Tasks to complete »
#1 In the rainwater harvesting text, what three components make up a usual system?
#2 Summarize the rainwater harvesting text in two sentences.
#3 Write a continuation of the rainwater harvesting text, starting after its last sentence.

Study text »
Rainwater Harvesting....

Rainwater harvesting is the capture, storage and utilization of rainwater for a meaningful purpose. There has been a huge spike in rainwater harvesting systems across the United States as a result of drought, increasing population and aging infrastructure. Rainwater harvesting offers many benefits, which include conservation of groundwater, low on salts, gravity systems help to conserve energy and can reduce flooding and erosion. 

Commonly, rainwater harvesting methods are isolated into two categories, passive and active systems. Passive systems utilize no moving parts and generally use the landscape for rainwater diversion to a desired locality. The water is stored in the soil rather than a containment object for a Passive System. Passive systems include rain gardens and permeable pavements.

The design of rainwater harvesting systems will vary for each building type. A usual system will consist of three components, which include the catchment, the detention basin, and the conveyance system, but the most important element is the catchment, which is used to collect the rainfall. The catchment can be on the roof depending if it is flat. 

If the roof were sloped then there would be some form of collection area or gutter on the overhangs that will lead to the detention basin. Since, rainwater is considered, in terms of it being potable, in between groundwater and surface water then passing it through a sand filter will sufficient and adding baking soda to increase its pH to the desired level will work as well.

An example of a complex rainwater harvesting system that is used is the HighDRO system. This system consists of a flush filter, rainwater collection tank and an advanced water filtration/disinfection system. This system can help a building achieve Net-Zero Water, but it could cost the building in becoming a Net-Zero Energy building if the energy requirement is high.

Provided material »
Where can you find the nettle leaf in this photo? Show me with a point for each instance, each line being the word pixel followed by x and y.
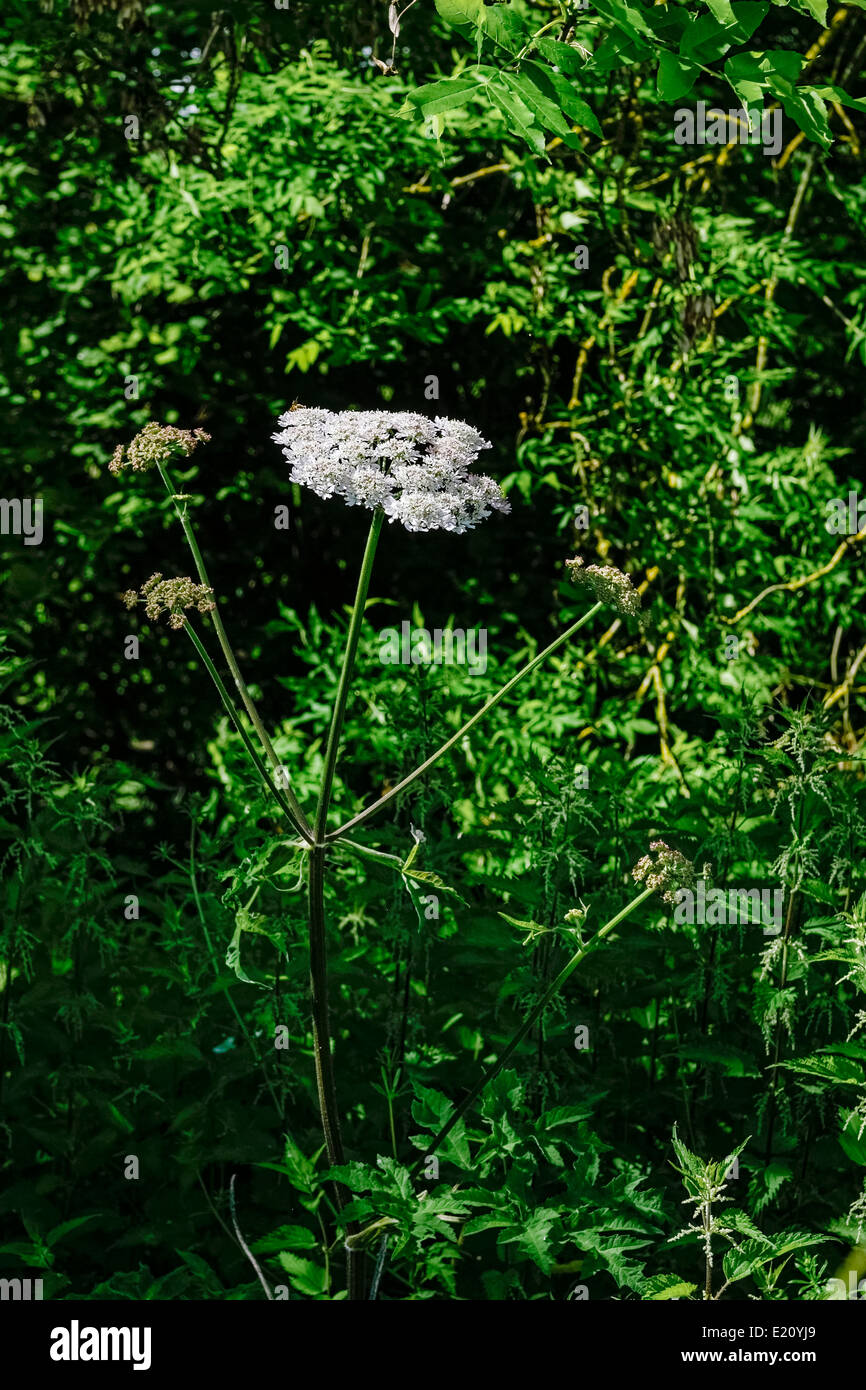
pixel 752 1254
pixel 531 1237
pixel 441 96
pixel 303 1275
pixel 838 1069
pixel 285 1237
pixel 852 1136
pixel 666 1286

Answer section »
#1 The catchment, the detention basin, and the conveyance system.

#2 Rainwater harvesting is the capture, storage and use of rainwater, and it has grown across the United States because of drought, increasing population and aging infrastructure. Systems fall into passive and active categories, and a usual system has a catchment, a detention basin and a conveyance system; complex systems such as HighDRO add filtration and disinfection.

#3
Rainwater harvesting shows great potential to reduce municipal water supply costs and protect adjacent ecosystems. The U.S. EPA reports that “reducing [municipal] potable water demand by 10 percent could save approximately 300 billion kilowatt-hours of energy each year” in the U.S. alone.

Best practices for designing rainwater-harvesting systems use relatively simple, little technological methods for collection and the storage. Water should enter the cistern near the bottom of the tank where it is subsided by means of a diffuser to avoid disturbing sediment in the tank.

Rainwater harvesting systems have the potential for incorporation into a wide number of other building systems. “They are ideally suited for incorporation into on-site stormwater management strategies, allowing temporary storage after storm events and helping to reduce runoff.” They are also ideal for use in landscape irrigation, counteracting the need for potable water.

 Further occasions may exist to integrate rainwater cisterns into both active and passive solar systems by providing a potential location for storage of thermal energy. Large storage tanks may both provide or require additional structural support so careful attention is needed when designing them either on or near other structures. Finally, catchment and conveyance systems may be integrated into both interior and exterior spaces of a building in such a way that they provide a valuable connection between occupants and the natural water cycles outside the building.